- _SET PROBLEM_
Update the entries starting at the line that contains "Note: we are tagging the green banner" and ending at the end of the entries, changing "green banner sign" to "green awning" and keeping everything else the same.
-- EXCERPTED DATA start --
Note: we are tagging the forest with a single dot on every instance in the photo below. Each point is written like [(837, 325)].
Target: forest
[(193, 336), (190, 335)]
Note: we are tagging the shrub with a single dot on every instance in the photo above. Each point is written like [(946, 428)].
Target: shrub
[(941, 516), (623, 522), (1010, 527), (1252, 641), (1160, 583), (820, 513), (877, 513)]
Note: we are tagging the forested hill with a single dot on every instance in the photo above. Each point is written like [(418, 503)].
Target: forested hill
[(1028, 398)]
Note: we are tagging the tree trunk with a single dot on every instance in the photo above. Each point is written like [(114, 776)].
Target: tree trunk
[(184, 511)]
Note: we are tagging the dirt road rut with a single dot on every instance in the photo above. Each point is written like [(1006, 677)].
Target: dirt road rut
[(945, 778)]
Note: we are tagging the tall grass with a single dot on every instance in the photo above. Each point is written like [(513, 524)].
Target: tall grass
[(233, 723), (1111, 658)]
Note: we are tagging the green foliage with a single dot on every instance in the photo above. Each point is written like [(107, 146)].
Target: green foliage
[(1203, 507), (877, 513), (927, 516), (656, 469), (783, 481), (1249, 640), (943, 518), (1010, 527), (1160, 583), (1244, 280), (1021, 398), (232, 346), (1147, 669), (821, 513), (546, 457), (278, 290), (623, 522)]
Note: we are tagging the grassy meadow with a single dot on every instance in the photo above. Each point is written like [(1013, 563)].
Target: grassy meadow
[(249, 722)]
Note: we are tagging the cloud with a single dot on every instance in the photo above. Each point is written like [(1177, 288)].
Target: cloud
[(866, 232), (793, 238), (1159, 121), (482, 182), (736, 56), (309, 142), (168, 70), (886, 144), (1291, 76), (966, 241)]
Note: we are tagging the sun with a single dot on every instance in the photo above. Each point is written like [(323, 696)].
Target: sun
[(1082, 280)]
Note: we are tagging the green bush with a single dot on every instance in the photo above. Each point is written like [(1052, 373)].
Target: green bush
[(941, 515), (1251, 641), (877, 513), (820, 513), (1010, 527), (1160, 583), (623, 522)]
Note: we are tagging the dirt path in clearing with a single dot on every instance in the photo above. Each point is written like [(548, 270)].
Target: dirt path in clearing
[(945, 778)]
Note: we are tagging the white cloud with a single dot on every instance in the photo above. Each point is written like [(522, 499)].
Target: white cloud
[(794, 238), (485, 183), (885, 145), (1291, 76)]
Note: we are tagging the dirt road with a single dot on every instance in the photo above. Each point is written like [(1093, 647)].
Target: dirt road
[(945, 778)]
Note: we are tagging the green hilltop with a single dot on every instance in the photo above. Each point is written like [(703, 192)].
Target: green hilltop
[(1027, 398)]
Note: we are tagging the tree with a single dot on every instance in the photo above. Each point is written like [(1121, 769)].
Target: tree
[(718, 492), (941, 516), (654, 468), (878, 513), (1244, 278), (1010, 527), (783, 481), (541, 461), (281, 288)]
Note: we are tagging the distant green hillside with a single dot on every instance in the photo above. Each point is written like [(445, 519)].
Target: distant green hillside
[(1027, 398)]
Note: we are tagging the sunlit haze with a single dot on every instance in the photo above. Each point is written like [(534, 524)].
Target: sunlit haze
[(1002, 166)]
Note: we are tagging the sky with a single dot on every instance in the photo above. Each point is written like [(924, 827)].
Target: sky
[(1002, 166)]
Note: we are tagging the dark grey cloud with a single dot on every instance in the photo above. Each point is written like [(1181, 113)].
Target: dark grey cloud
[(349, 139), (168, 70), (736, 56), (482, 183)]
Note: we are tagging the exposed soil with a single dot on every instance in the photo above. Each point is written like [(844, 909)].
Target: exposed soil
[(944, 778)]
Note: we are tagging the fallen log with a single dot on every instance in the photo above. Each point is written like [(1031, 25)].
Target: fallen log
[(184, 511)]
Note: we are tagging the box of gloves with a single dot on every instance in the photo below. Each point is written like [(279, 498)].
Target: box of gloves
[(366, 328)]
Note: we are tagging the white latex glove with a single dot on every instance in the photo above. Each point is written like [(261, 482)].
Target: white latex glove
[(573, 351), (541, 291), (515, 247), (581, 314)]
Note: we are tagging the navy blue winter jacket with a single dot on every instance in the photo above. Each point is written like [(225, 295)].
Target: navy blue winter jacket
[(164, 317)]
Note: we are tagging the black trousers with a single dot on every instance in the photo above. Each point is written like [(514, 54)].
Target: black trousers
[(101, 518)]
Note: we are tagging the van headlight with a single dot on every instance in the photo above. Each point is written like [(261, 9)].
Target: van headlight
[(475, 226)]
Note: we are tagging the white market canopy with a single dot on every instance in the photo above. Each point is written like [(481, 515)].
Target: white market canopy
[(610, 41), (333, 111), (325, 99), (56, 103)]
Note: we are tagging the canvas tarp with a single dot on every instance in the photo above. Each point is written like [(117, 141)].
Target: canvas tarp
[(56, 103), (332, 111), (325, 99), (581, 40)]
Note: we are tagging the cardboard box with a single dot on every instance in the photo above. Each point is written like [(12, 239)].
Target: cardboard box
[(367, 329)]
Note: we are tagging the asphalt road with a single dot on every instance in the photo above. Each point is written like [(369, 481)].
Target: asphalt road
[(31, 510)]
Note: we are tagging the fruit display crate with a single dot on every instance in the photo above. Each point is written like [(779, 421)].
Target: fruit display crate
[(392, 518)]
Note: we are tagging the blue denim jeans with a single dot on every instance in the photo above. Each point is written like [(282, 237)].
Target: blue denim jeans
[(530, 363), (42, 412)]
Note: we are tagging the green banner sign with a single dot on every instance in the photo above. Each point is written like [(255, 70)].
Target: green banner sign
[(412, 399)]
-- EXCERPTED DATA end --
- _EXERCISE RESULT_
Note: we are tagging the green awning with a single dot on every instance in the photo above. Each point is written like [(255, 70)].
Target: green awning
[(412, 399)]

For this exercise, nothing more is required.